◆ SOURCE DOCUMENT
>>>

Friday, November 17, 2006

Explosive Tonga -- Volcanos and Riots and Democracy

For about six years now I've been kidded by my friends and family about Tonga. I was depressed with the outcome of the 2000 elections; about the rigged votes; about 9/11; about the lies and missed opportunities leading up to the invasion of Iraq; about the destruction; about the moral hypocrisy that seemed to be coming from an unelected administration bent upon consolidating its power.

I was immersed in books that recorded the world travels of past generations of sailors, actively seeking a safe haven where corruption, where it occurred, was on more on a scale of human failings than institutional decay. Scale, beauty, simplicity, safety, and humanity: These were the goals. More and more, I found my mind turning to descriptions of the island kingdom of Tonga.

I'd complain and quip about what was going on this country, and eventually people would ask: So what are you going to do about it?

"I want to move to Tonga!" became my response.

Tonga! Tonga! The dream of an island kingdom in the South Pacific! Lots of sailing! Beautiful people! Simplicity! Life! Maybe another chance for happiness!

I'd laugh at myself, along with everyone else, but once inoculated with the idea, the dream seemed to take on a life off its own.

"I'm a writer! I can work anywhere!"

"So where do you want to be?"

"Tonga, maybe! I think we should move to Tonga!"

Meanwhile, Tobias came back from Europe and started college in Pennsylvania. Arwen tried Pennsylvania and returned to California with me. Dagan meandered between Northern California, Southern California, and Oregon. Judith was teaching in Pennsylvania. I felt like I was holding down the fort in St. Helena while the world was collapsing around me.

"Tonga, maybe!" I kept saying to myself. "Maybe in Tonga I can figure all this crap out!"

By the time the 2004 elections arrived, my disgust with the direction things were moving here had reached a new low. "When are people going to finally wake up?" I demanded. I had done a little election work in Pennsylvania, acting as an election observer at the polls: Helping to roll in the huge, ancient polling machines; helping people with instructions before they entered into their booths; checking peoples' names off of election rolls; helping to tabulate ballots off the continuous-roll ballot machines; cross-checking the results; talking with the volunteer election officials at the little church where I was stationed.

<<<

◆ PROBLEM TO WORK ON
Write the next part of the blog post about dreaming of a move to Tonga, picking up after its last sentence. The rows have nothing to do with the blog post about Tonga.

◆ SOURCE INFORMATION
>>>

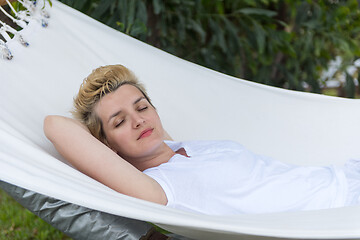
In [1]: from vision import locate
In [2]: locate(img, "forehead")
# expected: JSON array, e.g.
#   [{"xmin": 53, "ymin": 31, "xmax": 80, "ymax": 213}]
[{"xmin": 94, "ymin": 84, "xmax": 144, "ymax": 120}]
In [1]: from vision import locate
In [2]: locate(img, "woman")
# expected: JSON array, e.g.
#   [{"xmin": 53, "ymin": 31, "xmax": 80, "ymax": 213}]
[{"xmin": 44, "ymin": 65, "xmax": 360, "ymax": 215}]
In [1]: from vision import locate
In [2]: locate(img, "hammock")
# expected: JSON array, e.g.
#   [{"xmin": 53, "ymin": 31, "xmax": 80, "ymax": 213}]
[{"xmin": 0, "ymin": 0, "xmax": 360, "ymax": 239}]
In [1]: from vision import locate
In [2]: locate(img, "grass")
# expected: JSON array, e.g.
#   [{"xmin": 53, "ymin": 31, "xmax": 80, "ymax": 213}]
[{"xmin": 0, "ymin": 189, "xmax": 71, "ymax": 240}]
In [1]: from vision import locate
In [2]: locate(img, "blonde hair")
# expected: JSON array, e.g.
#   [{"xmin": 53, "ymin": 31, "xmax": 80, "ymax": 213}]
[{"xmin": 72, "ymin": 65, "xmax": 152, "ymax": 143}]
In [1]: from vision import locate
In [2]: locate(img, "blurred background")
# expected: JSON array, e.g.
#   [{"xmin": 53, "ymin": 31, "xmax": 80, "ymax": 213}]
[
  {"xmin": 57, "ymin": 0, "xmax": 360, "ymax": 98},
  {"xmin": 0, "ymin": 0, "xmax": 360, "ymax": 240}
]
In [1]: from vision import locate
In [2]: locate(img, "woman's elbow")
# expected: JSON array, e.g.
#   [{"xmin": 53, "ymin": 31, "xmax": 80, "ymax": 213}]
[{"xmin": 43, "ymin": 115, "xmax": 62, "ymax": 141}]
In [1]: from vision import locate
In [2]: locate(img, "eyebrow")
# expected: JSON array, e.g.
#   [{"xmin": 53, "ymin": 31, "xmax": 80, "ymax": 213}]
[{"xmin": 108, "ymin": 96, "xmax": 146, "ymax": 123}]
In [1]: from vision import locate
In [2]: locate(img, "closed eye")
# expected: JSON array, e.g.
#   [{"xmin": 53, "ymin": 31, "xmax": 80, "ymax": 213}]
[
  {"xmin": 138, "ymin": 106, "xmax": 148, "ymax": 112},
  {"xmin": 115, "ymin": 120, "xmax": 125, "ymax": 128}
]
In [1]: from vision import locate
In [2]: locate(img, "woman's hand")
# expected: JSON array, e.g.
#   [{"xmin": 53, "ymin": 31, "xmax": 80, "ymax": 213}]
[{"xmin": 44, "ymin": 116, "xmax": 167, "ymax": 205}]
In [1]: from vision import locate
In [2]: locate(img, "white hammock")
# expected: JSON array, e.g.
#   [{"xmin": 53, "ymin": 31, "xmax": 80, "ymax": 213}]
[{"xmin": 0, "ymin": 0, "xmax": 360, "ymax": 240}]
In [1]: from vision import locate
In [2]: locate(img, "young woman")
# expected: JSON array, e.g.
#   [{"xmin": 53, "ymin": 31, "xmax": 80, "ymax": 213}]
[{"xmin": 44, "ymin": 65, "xmax": 360, "ymax": 215}]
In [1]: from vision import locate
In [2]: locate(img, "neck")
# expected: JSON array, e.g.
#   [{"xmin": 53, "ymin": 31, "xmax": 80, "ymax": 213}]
[{"xmin": 129, "ymin": 143, "xmax": 175, "ymax": 171}]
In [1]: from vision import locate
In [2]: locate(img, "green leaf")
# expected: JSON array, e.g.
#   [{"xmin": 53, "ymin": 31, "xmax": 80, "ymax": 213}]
[
  {"xmin": 153, "ymin": 0, "xmax": 161, "ymax": 15},
  {"xmin": 236, "ymin": 8, "xmax": 277, "ymax": 18}
]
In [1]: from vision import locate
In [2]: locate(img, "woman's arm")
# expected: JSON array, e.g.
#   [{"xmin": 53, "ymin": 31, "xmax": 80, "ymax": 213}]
[{"xmin": 44, "ymin": 116, "xmax": 167, "ymax": 205}]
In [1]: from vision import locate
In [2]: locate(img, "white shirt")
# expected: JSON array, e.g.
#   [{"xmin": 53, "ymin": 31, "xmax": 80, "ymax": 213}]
[{"xmin": 144, "ymin": 141, "xmax": 347, "ymax": 215}]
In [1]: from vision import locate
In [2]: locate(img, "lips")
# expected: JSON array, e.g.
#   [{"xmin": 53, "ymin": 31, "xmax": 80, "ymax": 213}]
[{"xmin": 137, "ymin": 128, "xmax": 154, "ymax": 140}]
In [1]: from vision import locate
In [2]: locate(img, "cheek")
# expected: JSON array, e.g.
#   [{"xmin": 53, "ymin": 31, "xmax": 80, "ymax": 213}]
[{"xmin": 108, "ymin": 129, "xmax": 131, "ymax": 150}]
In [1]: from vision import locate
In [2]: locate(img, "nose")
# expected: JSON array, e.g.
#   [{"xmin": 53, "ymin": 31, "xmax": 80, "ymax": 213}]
[{"xmin": 132, "ymin": 113, "xmax": 145, "ymax": 128}]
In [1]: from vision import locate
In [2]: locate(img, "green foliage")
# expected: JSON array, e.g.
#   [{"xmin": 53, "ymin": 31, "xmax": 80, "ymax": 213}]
[
  {"xmin": 0, "ymin": 190, "xmax": 71, "ymax": 240},
  {"xmin": 62, "ymin": 0, "xmax": 360, "ymax": 97}
]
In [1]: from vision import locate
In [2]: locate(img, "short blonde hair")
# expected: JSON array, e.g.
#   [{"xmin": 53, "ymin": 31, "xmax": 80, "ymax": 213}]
[{"xmin": 72, "ymin": 65, "xmax": 151, "ymax": 143}]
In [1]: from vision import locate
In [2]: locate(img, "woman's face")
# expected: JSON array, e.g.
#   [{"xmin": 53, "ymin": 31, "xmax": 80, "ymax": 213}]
[{"xmin": 95, "ymin": 84, "xmax": 164, "ymax": 162}]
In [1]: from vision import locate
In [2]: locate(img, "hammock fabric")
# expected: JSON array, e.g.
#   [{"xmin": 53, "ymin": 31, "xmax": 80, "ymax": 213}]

<<<

◆ RESPONSE TO THIS TASK
I began to see the election process in the U.S. as an embodiment of those ancient gray machines with their faded black-velvet curtains and their worn, painted levers -- rows and rows of levers aligned into columns of parties, candidates, issues, and initiatives. And the election volunteers themselves, so happy to have someone new to help them out in the basement of that little brick church. They were lovely elderly people from the neighborhood, gray themselves like the old mechanical machines, and slightly frayed at the edges like the velvet curtains. Blue-haired old ladies directed by an earnest old man. Even I, nearing retirement age, seemed young to them. They were as old as the balloting machines themselves, and it seemed that in their eyes they were looking to me, with a bit of hope, that I might take up their work at the next election.

"Tonga!" my heart murmured in denial. "Tonga!"

One of the balloting machines became stuck. It jammed in the middle of someone's vote-casting. It was stuck solid, and the master lever could not be budged. "No problem!" said the elderly man in charge of the precinct. He moved the voter to another machine, and then -- with my help -- we rolled the broken machine aside, opened the back through a set of shiny polished spring-mounted screws, breaking the metal election seal. He could not do it alone, not because the machine was too heavy, but because I was to act as a sworn witness to what he was about to do.

The back of the machine opened downward to reveal the continuous roll of paper, pre-printed with names of candidates, party affiliations, and ballot initiatives for local and county issues. The recordings of each person's vote had been marked like mechanical chicken marks on the roll as the master lever had been pulled. Each vote, a series of punches permanently imprinted beside each candidate.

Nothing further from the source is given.